提示文
◇ ◇ ◇ ◇ ◇

先日、笑顔が魅力的な女優の坂口良子さんがお亡くなりになりました。結腸がんを患い最終的な死因は肺炎とのことです。肺炎は通常の社会生活を営んでいる人にみられる市中肺炎と、入院中の患者さんが基礎疾患や治療・手術によって感染しやすくなり、院内で発症する院内肺炎とに大別できます。院内肺炎の中でも特に注意の必要なのが、がんの手術後です。そのため厚生労働省では、平成22年4月から「がん等の手術前後の患者に対して。医師と歯科医師が連携して行う口腔管理」を保険対象として、術後肺炎の予防・軽減に取り組めるようにしました。
今月は『手術後の口腔管理の重要性』についてお届けします。
歯術後肺炎はお口の汚れが原因!!
手術はかなりの負担がかかりますから、身体の抵抗力が弱くなります。また全身麻酔では呼吸を人工的に保つ必要があるため、気管へチューブを挿入します。その際に口腔内の細菌が気管に押し込まれような形になることがあります。そのため手術時に口腔内が汚れている方の場合、口の中にいる細菌が術後肺炎の原因となるのです。実際、口の中の歯垢が細菌の貯蔵庫となり、術後肺炎の発症に大きく関与しているとの研究結果が発表されています。術前に口腔ケアをすることが大切であり、抵抗力の落ちている術後も口腔管理が重要であるとしています。
(阿久津等、千葉大日消外会誌 平成21年)

◇ ◇ ◇ ◇ ◇

課題
上記の手術後の口腔管理に関する文章を、最後の文に続けて書き進めてください。

データ抜粋
◇ ◇ ◇ ◇ ◇

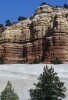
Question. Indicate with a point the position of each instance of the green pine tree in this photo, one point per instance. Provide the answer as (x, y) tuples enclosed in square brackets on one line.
[(49, 86), (8, 93)]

◇ ◇ ◇ ◇ ◇

回答
実は術後肺炎の他にも、がん等の手術や治療を行う際に、歯科医師や歯科衛生士が口腔管理を行うことで、さらに次のようなメリットもあるのです。
全身麻酔やがん治療時にも!!
全身麻酔実施時の歯の損傷予防
気管にチューブを入れる時、器具で前歯を破損することがあります。グラグラしている歯や差し歯は、この器具で脱落したり気管内に入ってしまう危険性があります。そこで術前に歯科医師が抜歯や、脱落防止のトゥースガード(歯の保護具)を作成したりします。
がん治療中の口腔管理
がんの放射線や抗がん剤治療時には重度の口内炎や口腔乾燥がみられます。歯科医師の関与により予防・軽減することができます。食事摂取困難な状態を回避して充分な栄養補給を可能にします。
術後肺炎の予防をはじめ、がん等の手術や治療を行う際に、歯科医師が口腔管理に関わることで、身体の回復を促すと同時に、入院日数の短縮につながります。これは患者さんにとって大変なメリットであるといえるのではないでしょうか。